= DOCUMENT EXTRACT =

---

Not all of them, however, are even interested in the position.

"No, absolutely none at all," said Knox County Commissioner Mike Hammond, who is still mulling whether to take on Joy McCroskey next year for her criminal courts clerk post, but ruled out the trustee's job.

Hammond, a long-time commissioner and former board chairman, said he wants a professional - not a politician - to serve out the remainder of Duncan's term, which expires at the end of August 2014.

"I'd like to see a caretaker come in - someone who is not going to use it as a stepping stone to run for the office," he said. "We need a professional who can get it straightened out and cleaned out. I'm not sure a politician can do that."

In the past half decade, the office has run into a series of troubles and top leaders in the department have come under fire.

In April 2012, former Trustee Mike Lowe and several of his employees turned themselves over to authorities after investigators spent years looking into whether they paid out and took in money connected to employees and a title search company that supposedly did little, if any, work.

On Tuesday, Duncan pleaded guilty to official misconduct, which was tied to bonuses he paid out to himself and a number of employees for educational studies they never completed. Last December, two of his top staffers pleaded guilty to facilitation of official misconduct.

Kristin Phillips, who has worked in the Trustee's office for roughly two decades, will fill in as interim trustee until the County Commission appoints someone.

Phillips, who is not a Knox County resident, isn't expected to apply for the spot, officials said.

In the meantime, those interested can submit resumes to the Knox County Commission's office no later than noon on July 15, the same day the board holds its work session. The commission will hold a public hearing that will include candidate interviews at 1 p.m. that day, and then make an official appointment during the board's regular meeting on July 22.

The job, which oversees the county's tax collections office, pays  $113,624 a year.

As it stands, six people -including Hammond - have been rumored to apply, shown public interest or received a push from others.

For example, last year Property Assessor Phil Ballard suggested to commissioners that they should give Craig Leuthold a shot if Duncan were to step down.

When asked Wednesday, Leuthold, a former commissioner, said "anything is possible."

 "There's interest but we're going to have to take a look at it and see what needs to be done," he said. "I'm going to talk to some people and see if that's something I want to pursue."

Leuthold, who spent 16 years in the Trustee's Office before moving over to the property assessor's department in 2010, most recently served as chairman of the Knox County Charter Review Committee.

---

Duplicate the passage of the Knox County trustee article word for word, everything from "In April 2012, former" down to "spot, officials said.".

= DATA SECTION =

---

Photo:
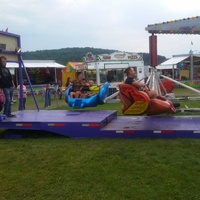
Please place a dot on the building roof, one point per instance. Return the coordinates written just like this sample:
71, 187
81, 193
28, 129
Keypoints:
36, 64
190, 25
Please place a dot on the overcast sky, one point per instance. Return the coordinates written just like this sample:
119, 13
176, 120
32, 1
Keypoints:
106, 24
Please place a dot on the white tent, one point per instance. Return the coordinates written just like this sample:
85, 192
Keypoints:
36, 64
172, 62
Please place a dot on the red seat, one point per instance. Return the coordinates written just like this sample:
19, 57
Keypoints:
138, 102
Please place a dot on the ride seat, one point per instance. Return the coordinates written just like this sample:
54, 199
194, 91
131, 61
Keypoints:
135, 102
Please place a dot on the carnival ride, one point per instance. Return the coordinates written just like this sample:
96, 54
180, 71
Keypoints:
104, 124
91, 101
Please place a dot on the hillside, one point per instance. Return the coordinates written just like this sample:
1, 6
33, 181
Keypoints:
75, 54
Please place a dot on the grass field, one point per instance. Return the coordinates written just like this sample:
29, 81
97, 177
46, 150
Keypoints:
59, 168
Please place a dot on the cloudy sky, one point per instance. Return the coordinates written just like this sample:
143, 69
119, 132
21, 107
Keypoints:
107, 24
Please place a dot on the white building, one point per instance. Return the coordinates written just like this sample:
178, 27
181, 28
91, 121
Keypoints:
110, 67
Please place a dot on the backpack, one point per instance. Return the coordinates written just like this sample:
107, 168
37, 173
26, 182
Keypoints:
2, 100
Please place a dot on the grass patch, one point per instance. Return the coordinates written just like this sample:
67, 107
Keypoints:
109, 169
61, 168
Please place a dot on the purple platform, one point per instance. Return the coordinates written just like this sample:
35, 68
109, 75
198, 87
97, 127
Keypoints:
104, 124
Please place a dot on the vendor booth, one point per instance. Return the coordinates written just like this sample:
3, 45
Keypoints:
39, 71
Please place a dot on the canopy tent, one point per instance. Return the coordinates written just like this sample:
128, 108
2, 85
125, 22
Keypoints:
36, 70
36, 64
172, 62
69, 71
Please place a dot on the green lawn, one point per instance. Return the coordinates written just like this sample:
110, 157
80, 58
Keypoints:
59, 168
87, 169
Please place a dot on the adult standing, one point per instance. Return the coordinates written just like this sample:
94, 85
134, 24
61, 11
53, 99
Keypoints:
7, 84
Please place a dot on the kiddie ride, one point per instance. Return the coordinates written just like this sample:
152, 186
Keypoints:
138, 102
91, 101
135, 102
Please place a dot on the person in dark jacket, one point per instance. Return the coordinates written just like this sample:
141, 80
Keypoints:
7, 85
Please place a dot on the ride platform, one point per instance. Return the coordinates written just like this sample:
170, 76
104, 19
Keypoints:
100, 124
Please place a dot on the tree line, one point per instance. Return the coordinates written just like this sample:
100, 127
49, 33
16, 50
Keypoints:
75, 54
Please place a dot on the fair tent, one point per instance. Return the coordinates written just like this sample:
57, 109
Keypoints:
36, 64
172, 62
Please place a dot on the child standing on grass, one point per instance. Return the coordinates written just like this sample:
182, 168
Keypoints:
48, 95
24, 95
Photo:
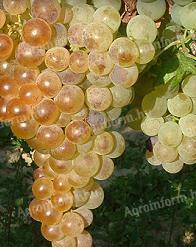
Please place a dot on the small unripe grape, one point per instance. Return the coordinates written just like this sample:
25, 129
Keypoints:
100, 63
60, 166
49, 10
49, 83
29, 56
65, 151
30, 94
52, 232
124, 52
40, 158
36, 32
62, 201
98, 99
25, 130
70, 99
57, 58
42, 188
15, 7
72, 224
93, 36
78, 132
61, 184
79, 62
68, 77
6, 46
50, 136
2, 18
46, 112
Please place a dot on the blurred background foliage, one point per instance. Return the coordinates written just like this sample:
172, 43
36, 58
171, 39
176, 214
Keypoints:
134, 184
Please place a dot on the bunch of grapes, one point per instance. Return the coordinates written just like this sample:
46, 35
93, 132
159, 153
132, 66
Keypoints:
63, 76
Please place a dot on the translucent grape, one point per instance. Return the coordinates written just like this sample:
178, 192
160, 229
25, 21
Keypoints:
189, 86
98, 99
65, 151
164, 153
100, 63
61, 184
2, 18
6, 46
121, 96
93, 37
30, 94
188, 16
42, 188
96, 197
146, 51
180, 105
68, 77
29, 56
82, 13
70, 99
52, 232
119, 147
150, 126
36, 32
170, 134
62, 202
147, 30
50, 136
57, 58
46, 112
125, 77
72, 224
173, 167
124, 52
15, 7
188, 125
104, 143
109, 16
106, 170
87, 164
49, 83
25, 130
114, 3
49, 10
79, 62
155, 10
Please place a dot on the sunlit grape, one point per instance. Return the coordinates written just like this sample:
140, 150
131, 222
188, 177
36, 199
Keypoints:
49, 83
48, 10
42, 188
79, 62
46, 112
15, 7
50, 136
70, 99
57, 58
65, 151
25, 130
6, 46
30, 94
100, 63
93, 36
29, 56
125, 77
52, 232
124, 52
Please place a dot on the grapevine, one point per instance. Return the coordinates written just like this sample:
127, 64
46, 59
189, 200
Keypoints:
70, 68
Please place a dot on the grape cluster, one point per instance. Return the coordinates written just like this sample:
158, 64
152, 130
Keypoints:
171, 121
63, 76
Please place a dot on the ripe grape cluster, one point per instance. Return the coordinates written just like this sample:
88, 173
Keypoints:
171, 121
63, 76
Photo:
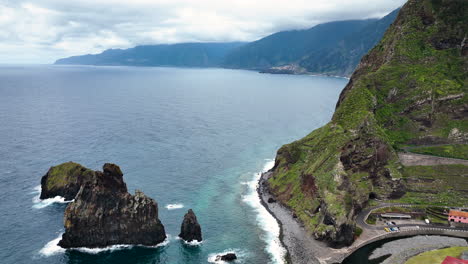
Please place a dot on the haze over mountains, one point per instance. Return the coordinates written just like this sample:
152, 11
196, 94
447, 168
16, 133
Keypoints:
333, 48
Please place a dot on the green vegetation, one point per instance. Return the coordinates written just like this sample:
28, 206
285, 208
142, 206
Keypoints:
458, 151
437, 215
436, 256
410, 89
331, 48
372, 219
444, 185
357, 231
67, 172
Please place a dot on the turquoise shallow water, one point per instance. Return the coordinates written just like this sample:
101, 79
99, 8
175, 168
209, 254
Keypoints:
190, 138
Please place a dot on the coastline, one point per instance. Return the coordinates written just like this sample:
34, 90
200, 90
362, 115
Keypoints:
300, 246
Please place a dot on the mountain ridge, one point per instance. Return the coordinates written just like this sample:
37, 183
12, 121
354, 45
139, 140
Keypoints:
410, 89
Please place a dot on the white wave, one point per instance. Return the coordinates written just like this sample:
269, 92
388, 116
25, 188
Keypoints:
38, 203
119, 247
174, 206
239, 254
191, 243
265, 220
52, 248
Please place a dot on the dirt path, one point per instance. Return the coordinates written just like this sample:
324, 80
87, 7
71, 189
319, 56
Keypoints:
412, 159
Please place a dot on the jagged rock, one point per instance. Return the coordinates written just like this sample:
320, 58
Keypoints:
226, 257
190, 229
105, 214
65, 180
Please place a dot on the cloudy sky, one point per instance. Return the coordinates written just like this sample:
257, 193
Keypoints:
41, 31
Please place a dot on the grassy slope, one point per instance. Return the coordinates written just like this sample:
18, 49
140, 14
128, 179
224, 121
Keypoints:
436, 185
458, 151
67, 172
437, 256
379, 110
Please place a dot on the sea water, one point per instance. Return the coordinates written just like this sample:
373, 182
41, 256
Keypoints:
189, 138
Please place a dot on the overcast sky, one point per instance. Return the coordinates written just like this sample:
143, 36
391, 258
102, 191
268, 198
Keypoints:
41, 31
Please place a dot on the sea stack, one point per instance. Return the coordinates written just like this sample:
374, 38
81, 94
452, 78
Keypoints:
65, 180
190, 229
105, 214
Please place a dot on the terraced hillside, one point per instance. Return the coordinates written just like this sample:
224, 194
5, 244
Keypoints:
409, 90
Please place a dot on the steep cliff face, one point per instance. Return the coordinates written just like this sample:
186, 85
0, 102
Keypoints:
410, 89
104, 214
64, 180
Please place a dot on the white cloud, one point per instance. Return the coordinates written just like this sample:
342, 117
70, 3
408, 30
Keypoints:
41, 31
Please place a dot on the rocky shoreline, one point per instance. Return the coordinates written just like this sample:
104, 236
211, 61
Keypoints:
301, 247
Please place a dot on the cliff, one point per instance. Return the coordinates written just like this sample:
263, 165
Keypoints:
410, 89
65, 180
105, 214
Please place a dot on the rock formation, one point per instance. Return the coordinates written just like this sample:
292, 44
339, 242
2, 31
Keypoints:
65, 180
190, 229
226, 257
410, 89
105, 214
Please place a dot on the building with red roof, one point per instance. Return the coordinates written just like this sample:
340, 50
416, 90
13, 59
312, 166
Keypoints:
458, 216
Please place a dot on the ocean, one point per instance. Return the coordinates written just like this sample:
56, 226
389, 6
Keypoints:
189, 138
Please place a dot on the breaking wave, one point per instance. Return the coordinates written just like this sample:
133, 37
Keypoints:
264, 219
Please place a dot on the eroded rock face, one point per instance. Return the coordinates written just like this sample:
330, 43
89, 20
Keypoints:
190, 229
105, 214
65, 180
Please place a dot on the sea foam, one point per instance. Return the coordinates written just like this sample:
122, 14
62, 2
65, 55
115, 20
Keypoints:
52, 248
264, 219
174, 206
38, 203
239, 254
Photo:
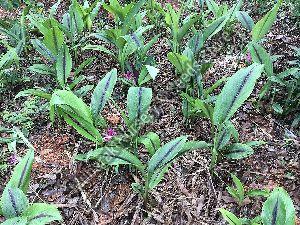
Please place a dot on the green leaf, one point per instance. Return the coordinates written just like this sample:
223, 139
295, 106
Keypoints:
76, 19
41, 213
212, 6
13, 202
214, 27
261, 56
21, 175
236, 90
245, 20
277, 108
258, 193
63, 65
234, 9
239, 151
151, 141
278, 209
42, 69
138, 103
103, 92
153, 71
35, 92
43, 50
166, 154
54, 38
15, 221
157, 176
230, 217
83, 127
181, 62
192, 145
239, 188
111, 156
67, 98
222, 138
186, 27
98, 48
262, 27
196, 42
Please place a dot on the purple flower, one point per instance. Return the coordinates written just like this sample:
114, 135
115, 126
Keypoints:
248, 57
12, 160
128, 75
110, 133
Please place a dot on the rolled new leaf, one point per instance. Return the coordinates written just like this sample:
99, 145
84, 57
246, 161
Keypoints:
41, 213
138, 103
192, 146
103, 92
222, 138
21, 175
239, 151
53, 37
214, 27
230, 217
15, 221
63, 65
262, 27
278, 209
260, 55
234, 9
112, 156
43, 50
70, 101
236, 90
165, 154
151, 142
245, 19
181, 62
13, 202
42, 69
186, 27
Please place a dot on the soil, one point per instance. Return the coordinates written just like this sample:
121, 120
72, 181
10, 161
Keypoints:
88, 194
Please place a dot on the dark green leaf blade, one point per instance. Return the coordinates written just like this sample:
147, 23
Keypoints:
236, 90
103, 92
165, 154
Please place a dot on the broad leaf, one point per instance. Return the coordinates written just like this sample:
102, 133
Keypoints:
74, 104
41, 213
21, 175
63, 65
245, 20
151, 142
260, 55
42, 69
214, 27
262, 27
181, 62
230, 217
236, 90
166, 154
54, 38
15, 221
192, 146
43, 50
138, 103
13, 202
234, 9
278, 209
103, 92
239, 151
186, 27
111, 156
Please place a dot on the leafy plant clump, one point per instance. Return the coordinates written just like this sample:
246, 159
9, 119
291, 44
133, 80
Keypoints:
15, 206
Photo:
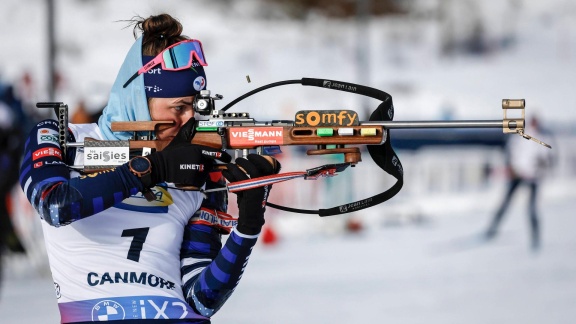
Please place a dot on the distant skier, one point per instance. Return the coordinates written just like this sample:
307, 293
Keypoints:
526, 164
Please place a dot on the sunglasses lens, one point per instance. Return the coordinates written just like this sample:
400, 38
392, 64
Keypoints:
179, 56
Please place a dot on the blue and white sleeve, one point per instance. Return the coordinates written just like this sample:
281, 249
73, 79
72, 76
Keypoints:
59, 199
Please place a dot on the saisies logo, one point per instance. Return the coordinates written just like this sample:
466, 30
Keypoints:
45, 152
105, 156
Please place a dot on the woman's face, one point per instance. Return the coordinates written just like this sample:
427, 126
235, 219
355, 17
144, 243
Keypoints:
176, 110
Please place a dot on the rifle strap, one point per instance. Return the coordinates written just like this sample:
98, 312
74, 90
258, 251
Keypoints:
383, 155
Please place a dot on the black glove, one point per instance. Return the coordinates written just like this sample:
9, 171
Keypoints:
184, 163
252, 202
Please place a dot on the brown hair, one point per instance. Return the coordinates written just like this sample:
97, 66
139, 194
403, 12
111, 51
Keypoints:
158, 32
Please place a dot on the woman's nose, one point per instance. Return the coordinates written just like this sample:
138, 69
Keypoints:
185, 118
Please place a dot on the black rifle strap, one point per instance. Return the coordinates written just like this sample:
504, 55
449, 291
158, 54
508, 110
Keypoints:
383, 155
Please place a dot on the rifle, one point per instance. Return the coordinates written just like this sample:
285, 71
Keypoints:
331, 131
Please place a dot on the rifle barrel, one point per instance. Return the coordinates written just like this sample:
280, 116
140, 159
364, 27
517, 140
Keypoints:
439, 124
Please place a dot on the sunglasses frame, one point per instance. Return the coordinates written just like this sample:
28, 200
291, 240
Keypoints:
159, 59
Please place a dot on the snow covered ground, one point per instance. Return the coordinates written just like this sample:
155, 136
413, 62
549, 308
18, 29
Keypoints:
434, 270
419, 259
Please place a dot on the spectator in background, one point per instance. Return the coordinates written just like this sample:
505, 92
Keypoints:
526, 164
11, 144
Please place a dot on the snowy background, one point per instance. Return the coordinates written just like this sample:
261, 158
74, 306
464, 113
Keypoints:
419, 258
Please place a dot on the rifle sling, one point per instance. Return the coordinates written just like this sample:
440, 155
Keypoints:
383, 155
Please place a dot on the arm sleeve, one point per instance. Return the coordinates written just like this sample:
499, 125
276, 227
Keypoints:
59, 199
210, 272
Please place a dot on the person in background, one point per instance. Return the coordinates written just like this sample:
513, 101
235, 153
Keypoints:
125, 244
526, 165
11, 143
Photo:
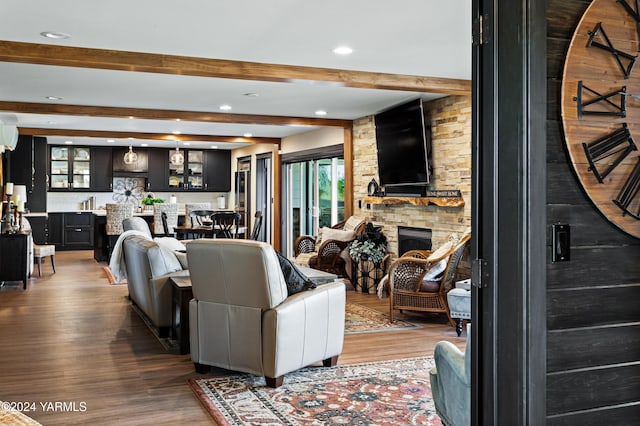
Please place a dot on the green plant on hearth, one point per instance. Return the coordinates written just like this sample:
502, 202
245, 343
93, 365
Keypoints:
150, 200
371, 245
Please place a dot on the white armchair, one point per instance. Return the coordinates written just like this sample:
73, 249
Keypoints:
242, 319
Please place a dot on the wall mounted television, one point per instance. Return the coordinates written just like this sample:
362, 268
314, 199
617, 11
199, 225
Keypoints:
403, 139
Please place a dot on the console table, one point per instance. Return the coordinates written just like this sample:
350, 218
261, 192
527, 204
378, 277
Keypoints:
14, 254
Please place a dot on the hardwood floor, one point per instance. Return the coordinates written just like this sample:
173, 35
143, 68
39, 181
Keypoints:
73, 338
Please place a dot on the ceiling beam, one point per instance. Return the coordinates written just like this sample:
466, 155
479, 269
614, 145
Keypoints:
34, 131
47, 54
162, 114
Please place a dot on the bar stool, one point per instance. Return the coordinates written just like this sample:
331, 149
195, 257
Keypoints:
116, 213
44, 250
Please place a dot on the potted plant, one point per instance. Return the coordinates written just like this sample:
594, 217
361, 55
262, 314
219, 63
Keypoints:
150, 200
368, 252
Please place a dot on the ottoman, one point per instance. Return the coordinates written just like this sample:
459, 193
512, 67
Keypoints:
459, 301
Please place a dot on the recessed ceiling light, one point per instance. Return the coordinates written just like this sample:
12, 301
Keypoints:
343, 50
54, 35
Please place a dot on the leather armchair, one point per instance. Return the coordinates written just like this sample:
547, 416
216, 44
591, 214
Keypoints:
242, 319
451, 382
149, 267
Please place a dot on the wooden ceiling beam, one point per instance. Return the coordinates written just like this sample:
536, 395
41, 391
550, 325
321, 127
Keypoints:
107, 134
80, 57
162, 114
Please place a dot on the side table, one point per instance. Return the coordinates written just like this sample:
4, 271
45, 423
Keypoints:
181, 295
14, 253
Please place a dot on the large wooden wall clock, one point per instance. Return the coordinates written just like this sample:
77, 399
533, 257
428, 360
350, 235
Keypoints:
601, 109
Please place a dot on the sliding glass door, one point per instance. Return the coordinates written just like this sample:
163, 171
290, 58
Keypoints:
314, 197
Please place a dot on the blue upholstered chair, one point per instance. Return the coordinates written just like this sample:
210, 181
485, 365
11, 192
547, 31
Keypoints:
451, 382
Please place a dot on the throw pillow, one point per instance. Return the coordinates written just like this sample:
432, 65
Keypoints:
337, 234
352, 223
296, 281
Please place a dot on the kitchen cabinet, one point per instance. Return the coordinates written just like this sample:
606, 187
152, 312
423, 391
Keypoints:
75, 168
27, 165
101, 169
71, 230
217, 171
203, 170
157, 175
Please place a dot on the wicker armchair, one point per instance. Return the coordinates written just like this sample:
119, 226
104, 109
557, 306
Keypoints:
329, 255
409, 291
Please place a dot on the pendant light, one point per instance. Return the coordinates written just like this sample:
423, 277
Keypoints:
130, 157
177, 157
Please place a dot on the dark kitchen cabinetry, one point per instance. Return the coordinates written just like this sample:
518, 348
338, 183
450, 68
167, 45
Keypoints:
80, 168
217, 172
71, 230
203, 170
27, 165
157, 175
101, 169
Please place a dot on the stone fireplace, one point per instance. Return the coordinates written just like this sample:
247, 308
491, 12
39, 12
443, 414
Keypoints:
451, 132
410, 238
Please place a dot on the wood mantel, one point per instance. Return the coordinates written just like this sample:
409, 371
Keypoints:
417, 201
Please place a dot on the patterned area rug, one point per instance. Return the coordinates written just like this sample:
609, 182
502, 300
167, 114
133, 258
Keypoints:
9, 415
360, 319
382, 393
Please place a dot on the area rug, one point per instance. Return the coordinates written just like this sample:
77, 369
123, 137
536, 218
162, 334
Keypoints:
10, 414
360, 319
111, 278
394, 392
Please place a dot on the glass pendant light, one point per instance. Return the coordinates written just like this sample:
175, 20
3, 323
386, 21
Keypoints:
130, 157
177, 157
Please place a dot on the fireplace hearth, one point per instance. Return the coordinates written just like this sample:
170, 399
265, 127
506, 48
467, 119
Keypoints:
410, 238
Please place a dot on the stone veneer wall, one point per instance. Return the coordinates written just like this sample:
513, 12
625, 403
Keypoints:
451, 149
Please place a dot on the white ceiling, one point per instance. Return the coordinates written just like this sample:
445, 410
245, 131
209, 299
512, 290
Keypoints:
412, 37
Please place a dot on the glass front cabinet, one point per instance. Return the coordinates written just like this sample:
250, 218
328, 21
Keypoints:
70, 168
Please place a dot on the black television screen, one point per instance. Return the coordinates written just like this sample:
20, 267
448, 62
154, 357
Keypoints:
403, 139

---

= EXERCISE ANSWER =
In April 2012, former Trustee Mike Lowe and several of his employees turned themselves over to authorities after investigators spent years looking into whether they paid out and took in money connected to employees and a title search company that supposedly did little, if any, work.

On Tuesday, Duncan pleaded guilty to official misconduct, which was tied to bonuses he paid out to himself and a number of employees for educational studies they never completed. Last December, two of his top staffers pleaded guilty to facilitation of official misconduct.

Kristin Phillips, who has worked in the Trustee's office for roughly two decades, will fill in as interim trustee until the County Commission appoints someone.

Phillips, who is not a Knox County resident, isn't expected to apply for the spot, officials said.